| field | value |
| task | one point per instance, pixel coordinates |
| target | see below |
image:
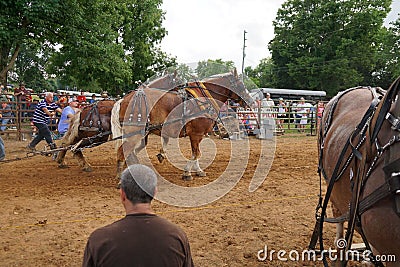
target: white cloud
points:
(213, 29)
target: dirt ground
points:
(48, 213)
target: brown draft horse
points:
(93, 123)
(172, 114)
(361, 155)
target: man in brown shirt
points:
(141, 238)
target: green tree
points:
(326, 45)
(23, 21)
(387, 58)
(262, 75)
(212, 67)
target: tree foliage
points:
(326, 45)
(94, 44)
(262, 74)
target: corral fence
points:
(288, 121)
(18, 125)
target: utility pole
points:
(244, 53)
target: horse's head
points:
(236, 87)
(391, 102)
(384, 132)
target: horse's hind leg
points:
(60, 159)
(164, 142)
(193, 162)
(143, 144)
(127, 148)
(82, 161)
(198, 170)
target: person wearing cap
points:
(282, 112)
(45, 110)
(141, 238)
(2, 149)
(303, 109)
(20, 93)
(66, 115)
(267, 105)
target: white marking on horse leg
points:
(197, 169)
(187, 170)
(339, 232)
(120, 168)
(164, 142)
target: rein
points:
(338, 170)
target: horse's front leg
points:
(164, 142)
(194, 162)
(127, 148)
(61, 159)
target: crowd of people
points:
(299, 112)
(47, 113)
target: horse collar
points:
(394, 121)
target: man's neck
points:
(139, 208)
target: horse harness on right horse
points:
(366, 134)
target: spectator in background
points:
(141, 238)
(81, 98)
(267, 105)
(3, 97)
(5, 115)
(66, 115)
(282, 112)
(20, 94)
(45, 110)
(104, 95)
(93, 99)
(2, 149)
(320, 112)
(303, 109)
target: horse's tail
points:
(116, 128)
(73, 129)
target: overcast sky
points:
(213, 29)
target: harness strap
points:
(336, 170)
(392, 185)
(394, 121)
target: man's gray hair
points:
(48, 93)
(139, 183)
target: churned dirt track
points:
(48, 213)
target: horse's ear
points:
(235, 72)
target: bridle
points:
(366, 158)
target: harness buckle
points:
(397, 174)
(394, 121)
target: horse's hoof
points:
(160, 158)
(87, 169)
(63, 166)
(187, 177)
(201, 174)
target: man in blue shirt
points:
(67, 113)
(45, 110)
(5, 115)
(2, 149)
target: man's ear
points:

(WHAT TO WORK ON) Retype all of the items above word for word, leaving out the pictures.

(THE REPLY)
| field | value |
| task | one point per instance, pixel coordinates |
| target | see below |
image:
target: white cloud
points:
(213, 29)
target: dirt ground
points:
(48, 213)
target: brown draft horse
points:
(93, 123)
(172, 114)
(361, 155)
target: man in brown shirt
points:
(141, 238)
target: green tree
points:
(326, 45)
(23, 21)
(387, 58)
(262, 75)
(212, 67)
target: tree foliage
points:
(326, 45)
(94, 44)
(262, 74)
target: corral fence
points:
(288, 121)
(18, 125)
target: utility pole
points:
(244, 53)
target: horse's head
points:
(236, 87)
(391, 102)
(384, 132)
target: horse's hind leg
points:
(60, 159)
(164, 142)
(193, 162)
(143, 144)
(127, 148)
(82, 161)
(198, 170)
target: person wearing cap
points:
(282, 112)
(45, 110)
(141, 238)
(2, 149)
(303, 109)
(20, 93)
(66, 115)
(267, 105)
target: white marking on horse leg
points:
(197, 169)
(187, 170)
(339, 232)
(120, 168)
(164, 142)
target: rein
points:
(338, 170)
target: horse's front leg
points:
(164, 142)
(194, 162)
(127, 148)
(61, 159)
target: crowd of people
points:
(299, 112)
(47, 113)
target: horse collar
points:
(394, 121)
target: man's neck
points:
(139, 208)
target: horse harness on right horse
points:
(366, 134)
target: spectator in background
points:
(141, 238)
(81, 98)
(267, 105)
(3, 97)
(5, 115)
(66, 115)
(282, 112)
(20, 94)
(45, 110)
(104, 95)
(93, 99)
(2, 149)
(320, 112)
(303, 109)
target: horse's tail
points:
(116, 128)
(73, 129)
target: overcast sky
points:
(213, 29)
target: harness strap
points:
(336, 170)
(392, 185)
(394, 121)
target: man's gray hair
points:
(48, 93)
(139, 183)
target: churned dirt track
points:
(48, 213)
target: horse's ear
points:
(235, 72)
target: bridle
points:
(366, 158)
target: harness buckle
points:
(397, 174)
(394, 121)
target: horse's hoof
points:
(160, 158)
(87, 169)
(63, 166)
(187, 177)
(201, 174)
target: man in blue shirt
points:
(67, 113)
(45, 110)
(5, 115)
(2, 149)
target: man's ear
points:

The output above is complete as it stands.